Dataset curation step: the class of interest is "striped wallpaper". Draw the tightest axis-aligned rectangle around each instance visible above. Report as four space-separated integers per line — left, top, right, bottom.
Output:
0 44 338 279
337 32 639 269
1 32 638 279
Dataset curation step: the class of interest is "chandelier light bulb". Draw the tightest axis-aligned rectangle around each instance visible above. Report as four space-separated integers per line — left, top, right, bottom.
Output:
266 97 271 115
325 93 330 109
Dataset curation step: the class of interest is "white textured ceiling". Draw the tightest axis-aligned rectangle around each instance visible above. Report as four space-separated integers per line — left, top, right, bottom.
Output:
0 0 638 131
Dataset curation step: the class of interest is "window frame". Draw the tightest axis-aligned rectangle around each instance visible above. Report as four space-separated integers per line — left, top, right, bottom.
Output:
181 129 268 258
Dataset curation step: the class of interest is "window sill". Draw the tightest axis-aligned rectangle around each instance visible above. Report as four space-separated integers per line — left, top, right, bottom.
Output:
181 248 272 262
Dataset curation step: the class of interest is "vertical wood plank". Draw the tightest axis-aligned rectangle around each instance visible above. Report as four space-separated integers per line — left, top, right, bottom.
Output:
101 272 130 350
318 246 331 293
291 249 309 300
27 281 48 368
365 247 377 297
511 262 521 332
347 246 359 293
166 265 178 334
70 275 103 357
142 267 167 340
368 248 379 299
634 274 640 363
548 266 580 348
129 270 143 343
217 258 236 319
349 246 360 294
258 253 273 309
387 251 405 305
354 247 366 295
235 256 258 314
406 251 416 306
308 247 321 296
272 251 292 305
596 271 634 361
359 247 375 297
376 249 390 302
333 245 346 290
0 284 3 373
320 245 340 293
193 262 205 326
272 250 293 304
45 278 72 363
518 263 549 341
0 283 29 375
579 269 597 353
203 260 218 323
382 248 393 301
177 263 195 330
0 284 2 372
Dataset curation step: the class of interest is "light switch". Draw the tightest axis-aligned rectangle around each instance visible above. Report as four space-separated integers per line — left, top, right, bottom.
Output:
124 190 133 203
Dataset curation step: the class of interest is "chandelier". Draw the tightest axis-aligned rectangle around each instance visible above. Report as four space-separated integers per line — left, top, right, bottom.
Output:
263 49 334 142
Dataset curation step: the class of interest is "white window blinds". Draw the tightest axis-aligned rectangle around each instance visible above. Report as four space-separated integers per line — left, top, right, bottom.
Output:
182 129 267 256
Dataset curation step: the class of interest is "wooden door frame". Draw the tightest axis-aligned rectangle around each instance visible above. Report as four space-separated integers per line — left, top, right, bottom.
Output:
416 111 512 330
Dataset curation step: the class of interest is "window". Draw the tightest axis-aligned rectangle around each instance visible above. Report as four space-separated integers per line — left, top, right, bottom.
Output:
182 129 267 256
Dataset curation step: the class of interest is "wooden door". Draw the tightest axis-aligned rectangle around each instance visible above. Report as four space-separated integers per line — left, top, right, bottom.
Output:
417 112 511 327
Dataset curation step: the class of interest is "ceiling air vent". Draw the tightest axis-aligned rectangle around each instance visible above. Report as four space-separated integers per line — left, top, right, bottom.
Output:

┄┄┄┄┄┄┄┄┄┄┄┄┄┄┄┄┄┄┄┄

### Task item:
Above are the records; retype them all without a single difference.

### Your solution:
Dataset curation step: the class of interest is "striped wallpaper". Draw the tightest axis-aligned rectangle around each instance visible above. Report as four space-separated integers per line — left, top, right, bottom.
Output:
0 44 338 279
337 32 639 269
1 32 638 279
Dataset curation step: the class of interest is "chandelier light bulb". Draw the tightest axis-aligned rectangle around each instance visible above. Report as four space-separated integers per line — left, top, right, bottom.
Output:
266 97 271 115
325 93 330 109
Dataset curation step: the class of interest is "white textured ceiling". Draw the tightest axis-aligned rectangle around each instance visible above. Report as four space-separated integers per line — left, top, right, bottom.
Output:
0 0 638 131
Dataset curation step: the class of interest is "window frame". Draw the tightest axis-aligned rectangle around each instance visible above. Report as four space-separated integers per line — left, top, right, bottom.
Output:
181 129 268 258
Dataset curation step: the class of interest is "window sill". Draw the tightest axis-aligned rectangle around each instance visible above. Report as four space-separated integers per line — left, top, right, bottom.
Output:
181 248 272 262
Dataset curation step: the class of interest is "vertical wood plank". Draw the tightest axis-aligned rectangle around each instance visible above. Report as four space-separated integers per line — left, top, right, bottom.
Output:
101 272 130 350
318 246 331 293
291 249 309 300
27 281 48 368
365 247 377 297
511 262 521 332
347 246 359 293
166 265 178 334
70 275 103 357
142 267 167 340
368 248 379 299
634 274 640 363
548 266 580 348
129 270 143 343
217 258 236 319
349 246 360 294
258 253 273 309
387 251 405 305
354 247 366 295
235 256 258 314
406 251 416 306
308 247 321 296
272 251 292 305
596 271 634 361
359 247 375 297
376 249 390 302
333 245 346 290
0 284 3 373
320 245 340 293
193 262 205 326
272 250 293 304
45 278 72 363
518 263 549 341
0 283 29 375
579 269 597 353
203 260 218 323
382 248 393 301
177 263 195 330
0 284 2 372
Dataset curation step: the class of interest is "light switch". Draw the tightest axis-aligned rectangle around each instance visible above. Report as four space-separated integers per line — left, top, right, bottom.
Output:
124 190 133 203
Dataset curation step: the class of interest is "chandelier". Draw the tightest axis-aligned rectangle around each instance visible above. Report as four space-separated integers per line — left, top, right, bottom.
Output:
263 49 334 142
Dataset curation step: the class of interest is "white window blinds". Draw the tightest axis-aligned rectangle around each instance visible above. Report as four space-separated integers per line — left, top, right, bottom.
Output:
182 129 267 256
Dataset curation step: the class of interest is "wooden door frame". Draw the tightest axis-aligned rectangle around each instance visible above. Report as four space-separated integers per line — left, top, right, bottom.
Output:
416 111 512 330
Dataset curation step: the class of interest is "window". Draw the tightest axis-aligned rectangle around each instance visible above. Report as four space-separated integers per line — left, top, right, bottom.
Output:
182 129 267 256
Dataset curation step: the class of interest is "wooden door". Draw the tightest axis-aligned rectangle around each instance visible above. Report as four space-separated integers per line — left, top, right, bottom.
Output:
417 112 511 327
Dataset curation step: the class of interest is "ceiling air vent". Draw the tightest axis-aligned rectangle around each instance visible above. Report as four space-separated integers per line — left, top, right, bottom.
Output:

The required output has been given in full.